◆ The problem ◆
Exactly as written, transcribe the lines that run from the one containing "Query: duck's neck" to the end of the records below.

◆ Data to use ◆

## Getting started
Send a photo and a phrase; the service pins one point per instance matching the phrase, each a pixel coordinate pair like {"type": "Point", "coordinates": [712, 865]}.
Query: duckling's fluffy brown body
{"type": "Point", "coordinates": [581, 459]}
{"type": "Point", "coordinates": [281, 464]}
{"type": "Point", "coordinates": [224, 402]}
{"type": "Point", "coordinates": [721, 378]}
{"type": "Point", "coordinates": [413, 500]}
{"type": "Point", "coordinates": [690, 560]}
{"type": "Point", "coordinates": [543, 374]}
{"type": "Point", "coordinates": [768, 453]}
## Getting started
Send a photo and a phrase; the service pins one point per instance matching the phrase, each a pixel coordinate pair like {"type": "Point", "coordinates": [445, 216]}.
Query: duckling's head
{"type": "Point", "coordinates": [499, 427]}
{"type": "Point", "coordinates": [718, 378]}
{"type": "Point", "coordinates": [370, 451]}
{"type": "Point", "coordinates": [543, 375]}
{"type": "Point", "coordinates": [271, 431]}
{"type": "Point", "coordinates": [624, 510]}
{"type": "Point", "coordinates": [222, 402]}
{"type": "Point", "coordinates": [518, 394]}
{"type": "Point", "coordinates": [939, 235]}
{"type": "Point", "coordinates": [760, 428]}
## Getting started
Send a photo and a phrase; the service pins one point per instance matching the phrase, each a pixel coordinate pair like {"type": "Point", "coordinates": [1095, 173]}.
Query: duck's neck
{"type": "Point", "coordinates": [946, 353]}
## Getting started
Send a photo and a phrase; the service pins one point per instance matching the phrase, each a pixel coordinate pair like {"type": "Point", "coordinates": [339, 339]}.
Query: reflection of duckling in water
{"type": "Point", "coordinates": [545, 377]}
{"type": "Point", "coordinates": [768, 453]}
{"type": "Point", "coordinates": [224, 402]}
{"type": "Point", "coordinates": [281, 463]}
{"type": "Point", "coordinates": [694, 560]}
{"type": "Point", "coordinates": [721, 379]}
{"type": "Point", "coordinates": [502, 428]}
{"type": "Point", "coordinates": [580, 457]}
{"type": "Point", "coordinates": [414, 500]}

◆ Answer box ◆
Query: duck's neck
{"type": "Point", "coordinates": [946, 353]}
## Getting started
Send a photo and a phrase; the service pins one point per instance matching the phrase, each a pixel coordinate pair like {"type": "Point", "coordinates": [339, 339]}.
Query: reflection of duckling in water
{"type": "Point", "coordinates": [545, 377]}
{"type": "Point", "coordinates": [768, 453]}
{"type": "Point", "coordinates": [224, 402]}
{"type": "Point", "coordinates": [281, 463]}
{"type": "Point", "coordinates": [694, 560]}
{"type": "Point", "coordinates": [721, 379]}
{"type": "Point", "coordinates": [502, 428]}
{"type": "Point", "coordinates": [580, 457]}
{"type": "Point", "coordinates": [414, 500]}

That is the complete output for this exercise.